# Steam Tuners Tankit



## Rob Fisher (6/10/17)

Steam Tuners in Greece do a lot of add on for tanks like the Hussar and other tanks... they do bell caps and drip tips etc... they also launched the Insider Bridge for the Billet Box... and now they have launched thier own RTA that uses the base of the insider as the deck. It's called the Tankit!

I was sceptical because I never have gotten on with the Insider because I feel the wicking is an issue... well for me anyway. It looks pretty sweet...




Puting in a coil was very simple and easy and the coil legs holes are just fine... the wicking is where I have an issue and I started off with too much wick and I trimmed the wicks more than a few times. The picture shows WAY too much wick still despite trimming and trimming... my guess is that the wick tails mustn't go into the juice channels and must just rest on top... I did put the tails into the juice wick at first and after a few hits I got a horrible dry hit because the juice channel was crammed too tight with wick and no juice was getting through.




I'm not a fan of the short drip tip it comes with.




I replaced the short ultem drip tip with my 24 carat gold tip and it felt much better! 



After I trimmed the wick tails completely and just rested them over the juice hole life improved dramatically and I'm pretty impressed with the flavour which is what I am after. Let's see how we go.

Reactions: Like 4 | Winner 4


----------



## Silver (9/10/17)

@Rob Fisher , how did it go with this?
Did it get any more airtime?


----------



## Rob Fisher (9/10/17)

Silver said:


> @Rob Fisher , how did it go with this?
> Did it get any more airtime?



I'm still fighting with the wicking on the Insider Hi Ho @Silver... it's too much effort for me... the Tanko, Vapor Giant and Skylines beat it hands down...

Reactions: Like 1


----------



## Rob Fisher (9/10/17)

The flavour I get is really really good but then I get a dry hit and I throw a tantrum.


----------



## Silver (9/10/17)

Rob Fisher said:


> I'm still fighting with the wicking on the Insider Hi Ho @Silver... it's too much effort for me... the Tanko, Vapor Giant and Skylines beat it hands down...



Ok, thanks for the feedback 
bummer


----------

> RAW DATA:
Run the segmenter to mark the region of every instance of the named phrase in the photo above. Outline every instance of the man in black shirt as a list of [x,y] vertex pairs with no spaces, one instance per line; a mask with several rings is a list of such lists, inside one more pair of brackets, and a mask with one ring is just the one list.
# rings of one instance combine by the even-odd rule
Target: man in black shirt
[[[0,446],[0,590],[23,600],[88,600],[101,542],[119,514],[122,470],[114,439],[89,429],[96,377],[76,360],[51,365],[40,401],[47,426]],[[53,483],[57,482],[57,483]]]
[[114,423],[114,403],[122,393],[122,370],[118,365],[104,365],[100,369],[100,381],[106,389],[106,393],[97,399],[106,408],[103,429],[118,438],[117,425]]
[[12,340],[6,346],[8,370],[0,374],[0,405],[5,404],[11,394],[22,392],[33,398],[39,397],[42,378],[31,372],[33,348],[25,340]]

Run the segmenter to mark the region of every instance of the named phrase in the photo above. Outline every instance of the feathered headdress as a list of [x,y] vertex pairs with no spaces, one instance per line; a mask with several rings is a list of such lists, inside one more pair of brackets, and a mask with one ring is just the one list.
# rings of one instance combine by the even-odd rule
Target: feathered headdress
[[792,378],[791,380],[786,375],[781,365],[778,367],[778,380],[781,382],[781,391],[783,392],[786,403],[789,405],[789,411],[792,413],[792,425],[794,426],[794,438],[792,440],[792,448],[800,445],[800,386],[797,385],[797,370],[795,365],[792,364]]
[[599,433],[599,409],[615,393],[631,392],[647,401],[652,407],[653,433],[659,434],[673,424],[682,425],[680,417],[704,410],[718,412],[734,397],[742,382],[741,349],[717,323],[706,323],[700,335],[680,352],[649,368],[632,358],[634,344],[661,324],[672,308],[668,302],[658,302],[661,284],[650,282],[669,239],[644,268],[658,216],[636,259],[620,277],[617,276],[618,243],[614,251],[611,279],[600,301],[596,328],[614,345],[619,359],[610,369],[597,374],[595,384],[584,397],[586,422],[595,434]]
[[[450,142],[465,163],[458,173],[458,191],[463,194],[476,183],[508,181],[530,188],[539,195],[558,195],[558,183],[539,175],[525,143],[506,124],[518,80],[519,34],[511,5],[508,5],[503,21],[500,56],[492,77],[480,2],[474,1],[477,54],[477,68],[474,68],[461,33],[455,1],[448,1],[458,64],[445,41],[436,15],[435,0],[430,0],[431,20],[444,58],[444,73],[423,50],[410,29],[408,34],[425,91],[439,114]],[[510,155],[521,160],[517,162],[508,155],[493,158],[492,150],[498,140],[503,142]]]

> SET PROBLEM: Copy the forum thread starting at "I was sceptical" and ending at "was getting through.", swapping "dry hit" for "burnt hit" wherever it occurs.

> OUTPUT FOR THIS TASK:
I was sceptical because I never have gotten on with the Insider because I feel the wicking is an issue... well for me anyway. It looks pretty sweet...




Puting in a coil was very simple and easy and the coil legs holes are just fine... the wicking is where I have an issue and I started off with too much wick and I trimmed the wicks more than a few times. The picture shows WAY too much wick still despite trimming and trimming... my guess is that the wick tails mustn't go into the juice channels and must just rest on top... I did put the tails into the juice wick at first and after a few hits I got a horrible burnt hit because the juice channel was crammed too tight with wick and no juice was getting through.